▸ YOUR OBJECTIVE: Please rewrite every line below, from the start through the line that contains "91,0 -> 155,349", offsetting each box coordinate by -93 and keeping the reply-format sample coordinates unchanged. Leave the pictures out.
** Start RECORDS TO PROCESS **
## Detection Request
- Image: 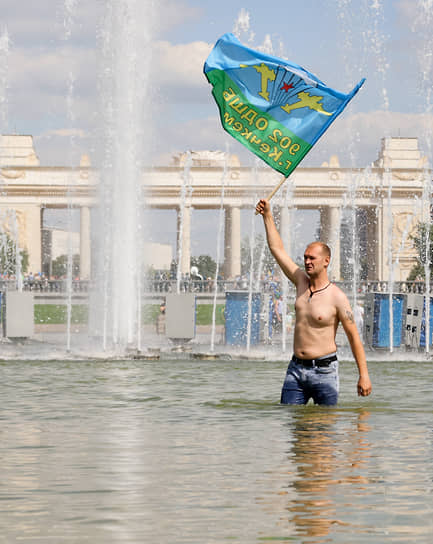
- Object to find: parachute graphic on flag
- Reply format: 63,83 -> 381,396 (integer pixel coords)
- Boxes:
204,34 -> 365,177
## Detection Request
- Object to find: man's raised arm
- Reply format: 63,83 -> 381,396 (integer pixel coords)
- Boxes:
256,198 -> 305,285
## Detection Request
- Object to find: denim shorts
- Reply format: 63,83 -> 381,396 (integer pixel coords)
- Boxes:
281,359 -> 340,406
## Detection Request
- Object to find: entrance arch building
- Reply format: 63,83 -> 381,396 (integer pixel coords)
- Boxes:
0,136 -> 431,281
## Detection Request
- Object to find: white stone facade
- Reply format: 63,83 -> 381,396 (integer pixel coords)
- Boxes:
0,136 -> 431,281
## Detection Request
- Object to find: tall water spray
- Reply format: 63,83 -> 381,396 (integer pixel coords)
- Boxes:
93,0 -> 155,349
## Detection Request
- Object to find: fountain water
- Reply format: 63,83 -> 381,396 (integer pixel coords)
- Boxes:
91,0 -> 155,350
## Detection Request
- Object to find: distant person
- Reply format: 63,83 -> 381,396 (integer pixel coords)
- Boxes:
256,199 -> 372,405
156,302 -> 166,334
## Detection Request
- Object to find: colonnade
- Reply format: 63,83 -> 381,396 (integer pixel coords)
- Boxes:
0,136 -> 431,281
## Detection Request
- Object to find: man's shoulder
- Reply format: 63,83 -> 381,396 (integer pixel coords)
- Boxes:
331,283 -> 349,306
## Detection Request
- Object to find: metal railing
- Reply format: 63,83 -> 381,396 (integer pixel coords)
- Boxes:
0,278 -> 433,295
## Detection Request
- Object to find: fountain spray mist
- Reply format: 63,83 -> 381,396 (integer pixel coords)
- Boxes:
91,0 -> 155,349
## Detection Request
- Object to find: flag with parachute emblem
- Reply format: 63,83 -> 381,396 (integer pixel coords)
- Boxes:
204,34 -> 365,177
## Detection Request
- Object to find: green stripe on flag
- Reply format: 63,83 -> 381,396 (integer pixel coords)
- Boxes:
206,70 -> 312,176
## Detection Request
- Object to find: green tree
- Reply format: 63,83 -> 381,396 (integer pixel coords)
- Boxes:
191,255 -> 216,278
51,254 -> 80,278
0,233 -> 29,274
407,223 -> 433,281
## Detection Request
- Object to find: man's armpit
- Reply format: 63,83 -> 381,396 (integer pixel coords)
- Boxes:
344,310 -> 355,323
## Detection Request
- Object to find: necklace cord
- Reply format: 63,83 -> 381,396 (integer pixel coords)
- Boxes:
308,282 -> 331,300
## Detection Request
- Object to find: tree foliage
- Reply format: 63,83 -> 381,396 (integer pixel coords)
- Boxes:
0,233 -> 29,275
408,223 -> 433,281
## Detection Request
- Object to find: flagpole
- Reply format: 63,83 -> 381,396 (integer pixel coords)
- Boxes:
256,176 -> 289,215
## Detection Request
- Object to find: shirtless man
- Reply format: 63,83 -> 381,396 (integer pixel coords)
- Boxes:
256,199 -> 371,405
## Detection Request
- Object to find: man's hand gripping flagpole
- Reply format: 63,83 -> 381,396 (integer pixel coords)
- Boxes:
256,176 -> 289,215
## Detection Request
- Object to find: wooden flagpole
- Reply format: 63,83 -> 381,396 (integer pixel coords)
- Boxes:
256,176 -> 289,215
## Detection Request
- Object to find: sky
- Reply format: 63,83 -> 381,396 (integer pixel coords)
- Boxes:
0,0 -> 433,260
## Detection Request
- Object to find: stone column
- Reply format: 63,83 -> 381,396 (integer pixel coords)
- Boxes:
177,206 -> 191,274
367,208 -> 379,280
224,206 -> 241,279
24,206 -> 42,274
320,206 -> 341,281
80,206 -> 91,280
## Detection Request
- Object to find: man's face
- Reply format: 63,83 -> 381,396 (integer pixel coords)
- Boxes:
304,244 -> 329,277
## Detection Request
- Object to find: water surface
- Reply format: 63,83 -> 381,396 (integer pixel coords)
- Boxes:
0,360 -> 433,544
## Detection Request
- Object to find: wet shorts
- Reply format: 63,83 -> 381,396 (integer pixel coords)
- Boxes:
281,353 -> 339,406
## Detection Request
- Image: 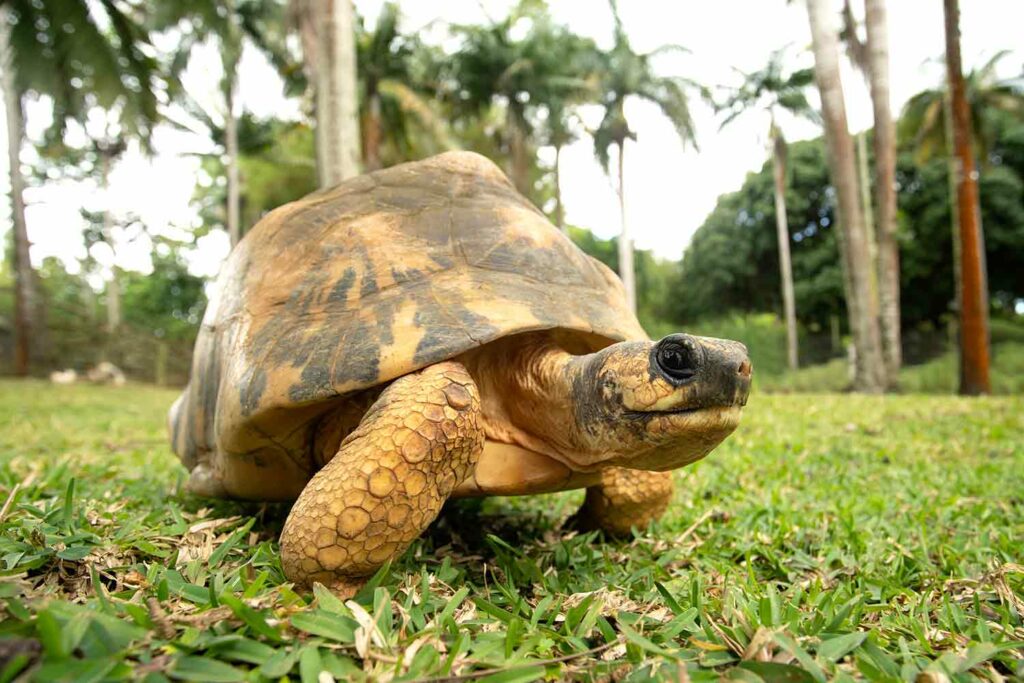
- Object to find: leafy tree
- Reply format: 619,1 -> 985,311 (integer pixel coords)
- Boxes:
0,0 -> 161,375
447,2 -> 557,197
124,240 -> 206,343
594,0 -> 696,308
897,50 -> 1024,168
671,127 -> 1024,348
568,225 -> 679,335
356,2 -> 454,171
151,0 -> 290,247
194,115 -> 316,240
720,50 -> 816,370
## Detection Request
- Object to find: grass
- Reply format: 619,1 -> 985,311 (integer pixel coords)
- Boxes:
0,381 -> 1024,682
755,341 -> 1024,395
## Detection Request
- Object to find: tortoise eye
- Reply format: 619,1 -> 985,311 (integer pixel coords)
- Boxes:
654,335 -> 697,382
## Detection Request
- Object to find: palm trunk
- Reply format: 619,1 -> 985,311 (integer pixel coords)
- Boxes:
943,0 -> 991,395
555,144 -> 568,234
362,85 -> 381,172
807,0 -> 885,392
617,139 -> 637,311
0,14 -> 37,377
224,77 -> 242,249
772,132 -> 800,370
99,154 -> 121,335
942,83 -> 964,386
856,131 -> 884,331
315,0 -> 359,187
865,0 -> 903,386
507,106 -> 530,198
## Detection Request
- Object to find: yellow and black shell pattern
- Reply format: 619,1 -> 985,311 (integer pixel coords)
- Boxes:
169,152 -> 646,495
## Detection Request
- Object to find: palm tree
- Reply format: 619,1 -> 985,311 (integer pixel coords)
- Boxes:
898,50 -> 1024,168
290,0 -> 361,187
898,51 -> 1024,387
356,2 -> 454,171
0,0 -> 159,375
529,14 -> 599,231
719,50 -> 817,370
150,0 -> 287,247
451,3 -> 544,196
943,0 -> 992,395
807,0 -> 885,392
594,0 -> 696,310
844,0 -> 903,386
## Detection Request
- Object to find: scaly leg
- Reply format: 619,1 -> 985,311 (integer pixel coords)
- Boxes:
577,467 -> 672,536
281,361 -> 483,597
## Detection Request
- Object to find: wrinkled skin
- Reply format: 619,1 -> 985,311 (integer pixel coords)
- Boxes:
282,334 -> 751,594
168,152 -> 750,593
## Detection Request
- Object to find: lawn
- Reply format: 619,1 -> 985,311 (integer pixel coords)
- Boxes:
0,381 -> 1024,682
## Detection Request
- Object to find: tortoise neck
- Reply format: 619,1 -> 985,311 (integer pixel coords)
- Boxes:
464,334 -> 581,466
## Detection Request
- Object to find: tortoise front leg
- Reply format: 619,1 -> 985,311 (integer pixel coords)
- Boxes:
575,467 -> 672,536
281,361 -> 483,597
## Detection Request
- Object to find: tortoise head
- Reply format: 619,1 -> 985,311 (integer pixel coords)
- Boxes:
572,334 -> 752,470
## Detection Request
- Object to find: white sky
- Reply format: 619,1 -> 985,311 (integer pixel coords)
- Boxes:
0,0 -> 1024,274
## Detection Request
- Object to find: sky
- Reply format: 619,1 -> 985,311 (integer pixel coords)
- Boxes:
0,0 -> 1024,282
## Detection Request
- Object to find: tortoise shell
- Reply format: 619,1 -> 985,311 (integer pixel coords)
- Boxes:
170,152 -> 646,495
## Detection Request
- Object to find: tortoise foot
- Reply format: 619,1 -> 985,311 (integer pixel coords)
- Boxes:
281,361 -> 483,593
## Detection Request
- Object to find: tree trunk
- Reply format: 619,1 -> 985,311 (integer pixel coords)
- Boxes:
943,0 -> 991,395
99,154 -> 121,335
555,144 -> 568,234
506,106 -> 530,199
362,85 -> 381,173
224,77 -> 242,249
865,0 -> 903,387
0,7 -> 37,377
942,83 -> 964,386
314,0 -> 360,187
617,139 -> 637,311
772,132 -> 800,370
807,0 -> 885,392
854,131 -> 885,357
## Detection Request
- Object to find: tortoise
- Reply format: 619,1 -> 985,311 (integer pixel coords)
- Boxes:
169,152 -> 752,595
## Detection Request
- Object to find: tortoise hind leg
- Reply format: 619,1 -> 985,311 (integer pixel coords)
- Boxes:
572,467 -> 672,536
281,361 -> 483,596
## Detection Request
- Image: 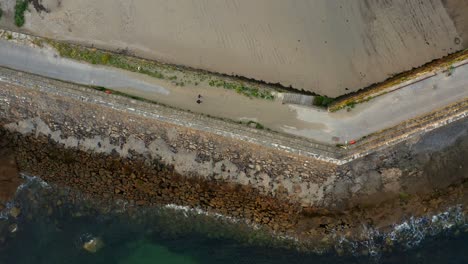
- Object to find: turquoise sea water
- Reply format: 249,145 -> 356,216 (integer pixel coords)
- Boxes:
0,175 -> 468,264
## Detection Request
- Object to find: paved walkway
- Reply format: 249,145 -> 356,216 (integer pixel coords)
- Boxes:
0,40 -> 468,144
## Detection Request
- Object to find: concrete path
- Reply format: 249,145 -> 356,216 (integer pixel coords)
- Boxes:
0,40 -> 468,144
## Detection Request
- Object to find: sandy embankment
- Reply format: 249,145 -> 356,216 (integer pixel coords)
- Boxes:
3,0 -> 466,97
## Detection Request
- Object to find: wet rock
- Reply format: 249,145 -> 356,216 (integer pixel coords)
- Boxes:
10,206 -> 21,218
83,237 -> 104,253
8,224 -> 18,233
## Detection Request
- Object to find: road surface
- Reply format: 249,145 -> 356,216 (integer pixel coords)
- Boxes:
0,40 -> 468,144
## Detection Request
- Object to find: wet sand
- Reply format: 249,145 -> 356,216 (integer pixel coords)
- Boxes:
0,0 -> 466,97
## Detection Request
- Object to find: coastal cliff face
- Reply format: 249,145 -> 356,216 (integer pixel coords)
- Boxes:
0,73 -> 468,251
0,0 -> 468,97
** End RECORDS TO PROCESS **
▸ SOLUTION TO THIS TASK:
## Detection Request
- Image: 
- Object to find: parachute graphic on flag
- Reply format: 63,83 -> 381,396 (integer pixel coords)
- Boxes:
111,-59 -> 272,84
## Detection Request
- Object to find: man's raised arm
- Reply format: 63,83 -> 381,396 (integer pixel coords)
- Boxes:
163,105 -> 212,192
## Detection Request
- Object to find: denim shorts
- Reply format: 63,83 -> 381,396 (integer pixel coords)
- Boxes:
188,266 -> 247,313
## Detection Request
- Object to find: entrance arch building
- Reply format: 63,83 -> 381,396 (integer pixel coords)
- Boxes:
-93,43 -> 338,188
## Detection Request
- Object to find: white stone facade
- Reply format: 63,83 -> 381,396 (integer pixel coords)
- Boxes:
-93,43 -> 338,188
## Detection Request
- Object to find: tall water spray
- Reply format: 63,83 -> 381,396 (integer pixel coords)
- Boxes:
0,-93 -> 62,256
## Detection Request
- Object to find: fountain water
- Reply format: 63,83 -> 381,396 (integer pixel coords)
- Boxes:
-2,-93 -> 62,257
## Detection Request
- Object to find: distant person
- Reply format: 63,83 -> 381,396 (integer pixel coords)
- Boxes:
163,106 -> 279,312
63,209 -> 73,241
## Detection Request
- Object to find: colonnade
- Reply format: 63,83 -> 381,396 (integer pixel coords)
- Boxes:
-93,43 -> 338,188
## Detection Request
- Object to find: man's shoulder
- Reply format: 63,83 -> 381,396 (integer pixel coords)
- Boxes:
238,190 -> 256,213
## Detection Request
- Object to find: metal railing
- Reply format: 63,83 -> 381,396 (integer pixel coords)
- Boxes:
-93,185 -> 340,202
## Detection Request
- Object to find: fountain spray mist
- Reply format: 63,83 -> 381,396 (integer pixel coords)
- Boxes:
-2,-93 -> 62,256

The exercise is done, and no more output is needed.